• Task: Return the entries that follow exactly, with no images.

• Data excerpts:
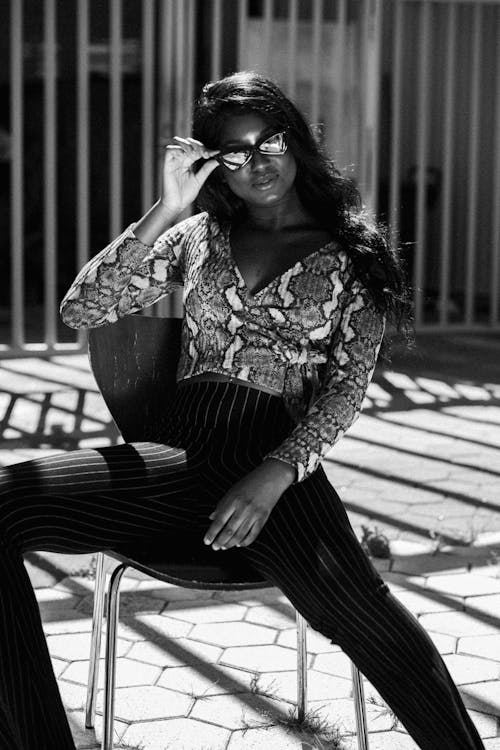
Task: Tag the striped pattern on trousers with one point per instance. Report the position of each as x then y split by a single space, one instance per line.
115 497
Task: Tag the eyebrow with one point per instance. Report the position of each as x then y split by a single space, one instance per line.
238 144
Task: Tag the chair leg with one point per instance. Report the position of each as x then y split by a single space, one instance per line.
95 645
359 708
110 660
301 666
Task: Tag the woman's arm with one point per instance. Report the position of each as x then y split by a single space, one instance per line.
145 262
350 367
125 277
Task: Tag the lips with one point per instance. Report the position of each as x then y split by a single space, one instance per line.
265 181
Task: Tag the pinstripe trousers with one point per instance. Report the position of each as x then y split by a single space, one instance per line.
90 500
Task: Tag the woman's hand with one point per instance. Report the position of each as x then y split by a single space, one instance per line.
244 509
181 184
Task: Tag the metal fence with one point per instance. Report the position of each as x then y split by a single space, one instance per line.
407 97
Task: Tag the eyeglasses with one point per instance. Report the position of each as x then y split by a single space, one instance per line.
273 145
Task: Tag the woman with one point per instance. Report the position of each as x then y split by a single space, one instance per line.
286 290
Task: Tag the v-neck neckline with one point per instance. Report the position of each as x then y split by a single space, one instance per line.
226 231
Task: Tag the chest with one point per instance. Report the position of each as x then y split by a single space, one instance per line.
262 256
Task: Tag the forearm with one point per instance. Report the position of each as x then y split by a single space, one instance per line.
154 223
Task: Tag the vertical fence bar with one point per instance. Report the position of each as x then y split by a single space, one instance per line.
449 125
472 202
396 107
50 177
82 136
191 47
339 78
293 19
370 100
215 61
242 36
17 169
495 226
116 130
316 60
267 36
422 145
147 104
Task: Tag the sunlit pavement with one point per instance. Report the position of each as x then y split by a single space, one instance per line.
216 671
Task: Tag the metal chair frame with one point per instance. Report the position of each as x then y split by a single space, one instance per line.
130 335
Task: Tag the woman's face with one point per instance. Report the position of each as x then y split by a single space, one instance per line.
267 179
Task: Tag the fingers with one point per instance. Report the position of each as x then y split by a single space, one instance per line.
193 148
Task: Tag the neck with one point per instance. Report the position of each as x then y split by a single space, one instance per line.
288 212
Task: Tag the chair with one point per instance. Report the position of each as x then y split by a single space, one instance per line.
134 363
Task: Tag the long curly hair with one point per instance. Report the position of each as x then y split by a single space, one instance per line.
330 197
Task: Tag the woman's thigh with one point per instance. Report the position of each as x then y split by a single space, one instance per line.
309 549
92 499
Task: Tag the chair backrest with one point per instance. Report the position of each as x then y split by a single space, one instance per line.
134 362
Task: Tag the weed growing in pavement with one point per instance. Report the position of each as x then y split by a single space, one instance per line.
87 571
375 543
494 559
314 730
266 692
385 710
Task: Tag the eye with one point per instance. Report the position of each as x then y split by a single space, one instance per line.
236 158
275 144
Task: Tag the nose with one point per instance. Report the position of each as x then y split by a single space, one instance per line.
259 161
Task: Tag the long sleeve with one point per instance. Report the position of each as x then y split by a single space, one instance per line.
348 371
125 277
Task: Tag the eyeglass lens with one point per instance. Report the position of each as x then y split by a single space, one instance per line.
275 144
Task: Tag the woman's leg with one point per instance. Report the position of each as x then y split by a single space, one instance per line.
309 549
81 501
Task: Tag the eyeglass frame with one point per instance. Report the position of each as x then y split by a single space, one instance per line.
252 150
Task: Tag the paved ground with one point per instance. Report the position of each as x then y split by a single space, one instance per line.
217 671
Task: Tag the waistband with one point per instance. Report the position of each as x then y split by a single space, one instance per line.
231 406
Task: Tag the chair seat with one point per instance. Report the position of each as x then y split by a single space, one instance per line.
199 569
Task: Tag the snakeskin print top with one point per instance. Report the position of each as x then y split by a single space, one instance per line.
312 333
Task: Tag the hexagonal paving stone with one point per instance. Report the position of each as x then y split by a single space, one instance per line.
281 616
238 711
464 584
316 643
208 679
445 644
232 634
485 724
128 673
260 658
177 734
152 627
482 696
146 702
320 686
171 593
131 603
340 713
487 605
277 738
458 624
481 645
391 741
76 646
421 603
336 663
67 621
58 665
91 738
197 612
464 668
53 600
175 653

• Result of this exercise:
Task: Tag the striped pattern on trousers with one point per instance. Report the position of each as x then y split by a single space, one instance per line.
115 497
Task: Tag the eyebrow with one point per instance. Report the position of each as x then y split by a single space, one instance per line.
238 144
Task: Tag the chair leg with one point per instance. Report the position of each as x then y split by a single space, one instance per line.
95 645
359 708
110 660
301 666
Task: Tag the woman's arm with one point per instance. Report the position of each as x then y split by a single space, one instance per line.
145 262
350 367
125 277
Task: Tag the lips with one point per instance. Report the position of each as x then y split by a single space, one instance per line.
265 181
Task: Tag the pinstripe trousers with one point per instance. Report the position of each as x then y split by a single space, one instance per line.
90 500
Task: Tag the woman's hand with one point per instance. Report the position of each as x then y split by a single space, one instance per line.
244 509
181 184
Task: Tag the metal fence with one point per instance. Report the position of each as x then y split by a single space, one instance per line.
407 97
Task: Tag the eyeglasses with one point per instance. Report the position of each as x then y split by a single space, one instance per line.
273 145
Task: Tag the woman with one point per instance. Report the position of each as x then y split by a single space, one instance per line.
286 290
Task: Tag the v-neck neckline with one point per instance. Report the position of each as x then y split by a single space, one instance per line.
226 231
Task: Tag the chest with one point per instance. Report the position of each as x then y split by a single space, one instance per line.
262 256
Task: Tag the forearm with one point per instance. Report the position of each as x then y split by a single space, one instance per line.
154 223
Task: Tag the vertical fence bar with one point per instance. Report the position of each as x then y split by a single space, one instance per line.
449 125
472 202
396 107
50 177
82 136
191 47
339 78
293 19
370 100
215 61
242 36
17 169
495 226
116 130
316 60
267 36
422 145
147 104
Task: Tag the sunlit pavement with one point per instance. Report the position of each as x then y split by a single space, one instance per line.
216 671
Task: Tag the metal chair frame with one point per instance. Report the position of each as x then y split by a single space, one instance per line.
130 335
Task: Tag the woman's face with one point per instance. Report the position of each as x then y split by a single space, one instance per line.
267 179
Task: Tag the fingers with one point per instance. Report the position of each as x then y split by a single space, one instance per line.
193 148
Task: Tag the neck with one point per instance. Report the position of each as x then y split by a single space, one instance per line.
288 212
Task: Tag the chair with one point per instance. Report the position of each as x then y split by a single space, one instance per line.
134 363
Task: Tag the long curly hair with one point per instance. Report the position of each as x then y split by a single space, one instance per line.
330 197
Task: Tag the woman's thigh with one point per instance. Report the position of each as x then y split by a single space, one instance per line.
309 549
92 499
Task: Tag the chair backrest with one point per instance. Report the position of each as x then y split by a single space, one instance per line.
134 362
Task: Tag the weed growing in pavement with one point per instance. Report the position of each as x then y split by a single space, one instance per line.
87 571
375 543
494 559
314 730
266 692
385 710
Task: Tag the eye with one point per instance. Report the position of each as x then y split by a single space, one instance per line.
236 158
275 144
Task: Tag the nose with one point per instance. Report the position of each as x then y split by a single space, one instance per line.
259 161
Task: Tag the long sleeve with one point per instance. Report the position of each as x then y split by a single space, one instance per line.
348 371
125 277
Task: Tag the eyeglass lens with one point per instance. Report the position of each as x then y split by a single space, one instance per line.
275 144
Task: Tag the woman's leg with one point per instance. Report the position of each as x then y split by a single space, one instance per line.
309 549
81 501
Task: Tag the eyeglass frame with one point per instance. Report the position of each as x then y split by a single space, one instance per line.
252 150
Task: Tag the paved ground with one point per instance. Report the position of each as x then y split by a single space, one instance per line.
217 671
Task: Tag the waistband with one point per instance. Report the position of each as x then y split by a single space, one instance per line.
231 406
Task: Tag the chair seat with one point per instance. Report the position of each as x then y split by a single space, one instance per line.
199 569
Task: Tag the snakeskin print top with one point per instance. Report the position of each as x then y split by a single space, one instance per line.
312 333
Task: Tag the hexagonal paving stone with one point per instance. Report the position of each as x then y split by a single space, one instance per line.
281 616
238 711
464 584
316 643
208 679
445 644
232 634
485 724
128 673
260 658
177 734
152 627
482 696
146 702
320 686
171 593
131 603
340 713
487 605
277 738
458 624
481 645
391 741
76 646
421 603
336 663
67 621
58 665
91 738
197 612
464 668
53 600
175 653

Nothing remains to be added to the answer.